Work to do - Pick out every line in the records below that contains the word "long" and copy each of those lines.

==== Task input ====

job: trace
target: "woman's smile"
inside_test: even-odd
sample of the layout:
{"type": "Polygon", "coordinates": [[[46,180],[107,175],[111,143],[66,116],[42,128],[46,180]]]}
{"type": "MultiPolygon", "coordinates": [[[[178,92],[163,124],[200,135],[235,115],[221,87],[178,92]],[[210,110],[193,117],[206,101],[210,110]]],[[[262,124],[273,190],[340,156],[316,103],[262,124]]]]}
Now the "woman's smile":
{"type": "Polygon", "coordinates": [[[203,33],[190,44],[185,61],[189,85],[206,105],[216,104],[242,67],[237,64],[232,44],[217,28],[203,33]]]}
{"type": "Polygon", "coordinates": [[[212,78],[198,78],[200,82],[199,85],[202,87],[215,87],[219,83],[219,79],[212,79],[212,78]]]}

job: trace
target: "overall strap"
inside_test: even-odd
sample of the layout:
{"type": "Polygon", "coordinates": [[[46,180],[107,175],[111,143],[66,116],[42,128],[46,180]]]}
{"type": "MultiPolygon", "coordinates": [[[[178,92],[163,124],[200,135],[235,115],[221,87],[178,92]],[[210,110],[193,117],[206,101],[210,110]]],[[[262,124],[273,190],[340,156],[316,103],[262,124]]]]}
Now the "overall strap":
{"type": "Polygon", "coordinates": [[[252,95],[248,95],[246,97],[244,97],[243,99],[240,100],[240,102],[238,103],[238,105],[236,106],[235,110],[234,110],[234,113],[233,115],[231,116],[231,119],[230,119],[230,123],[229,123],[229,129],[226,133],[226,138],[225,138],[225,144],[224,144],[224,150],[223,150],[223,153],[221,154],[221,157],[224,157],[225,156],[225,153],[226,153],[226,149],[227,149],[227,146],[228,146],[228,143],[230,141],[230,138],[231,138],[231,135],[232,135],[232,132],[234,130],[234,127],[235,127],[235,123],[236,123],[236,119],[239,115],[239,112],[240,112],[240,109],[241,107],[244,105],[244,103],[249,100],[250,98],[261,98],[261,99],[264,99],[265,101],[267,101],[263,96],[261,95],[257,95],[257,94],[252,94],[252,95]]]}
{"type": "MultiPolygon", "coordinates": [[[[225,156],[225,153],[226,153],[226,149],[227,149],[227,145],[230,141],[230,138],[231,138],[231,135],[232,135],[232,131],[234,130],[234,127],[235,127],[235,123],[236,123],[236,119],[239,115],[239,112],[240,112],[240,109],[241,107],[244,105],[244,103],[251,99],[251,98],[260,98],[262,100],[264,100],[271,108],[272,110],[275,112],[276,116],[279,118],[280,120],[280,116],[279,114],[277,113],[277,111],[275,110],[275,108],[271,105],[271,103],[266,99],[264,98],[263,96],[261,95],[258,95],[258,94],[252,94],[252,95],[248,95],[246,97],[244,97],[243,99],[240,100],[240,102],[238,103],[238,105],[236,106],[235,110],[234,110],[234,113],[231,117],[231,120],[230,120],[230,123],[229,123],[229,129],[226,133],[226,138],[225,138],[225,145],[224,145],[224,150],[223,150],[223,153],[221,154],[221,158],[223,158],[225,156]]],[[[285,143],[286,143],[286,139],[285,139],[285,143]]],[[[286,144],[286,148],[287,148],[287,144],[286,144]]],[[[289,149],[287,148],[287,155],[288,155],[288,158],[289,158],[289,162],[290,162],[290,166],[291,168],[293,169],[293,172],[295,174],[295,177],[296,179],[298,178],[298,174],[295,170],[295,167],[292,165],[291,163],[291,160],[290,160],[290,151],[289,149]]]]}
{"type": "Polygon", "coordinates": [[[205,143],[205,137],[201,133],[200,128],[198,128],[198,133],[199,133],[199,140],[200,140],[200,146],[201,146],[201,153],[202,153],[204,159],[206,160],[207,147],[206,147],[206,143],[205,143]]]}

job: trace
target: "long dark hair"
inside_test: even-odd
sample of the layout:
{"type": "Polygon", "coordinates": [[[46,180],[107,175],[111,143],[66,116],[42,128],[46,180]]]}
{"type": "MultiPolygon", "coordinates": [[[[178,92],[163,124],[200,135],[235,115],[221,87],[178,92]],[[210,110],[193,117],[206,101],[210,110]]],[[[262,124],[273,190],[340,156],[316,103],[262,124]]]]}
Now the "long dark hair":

====

Answer to this problem -
target: "long dark hair"
Now the "long dark hair":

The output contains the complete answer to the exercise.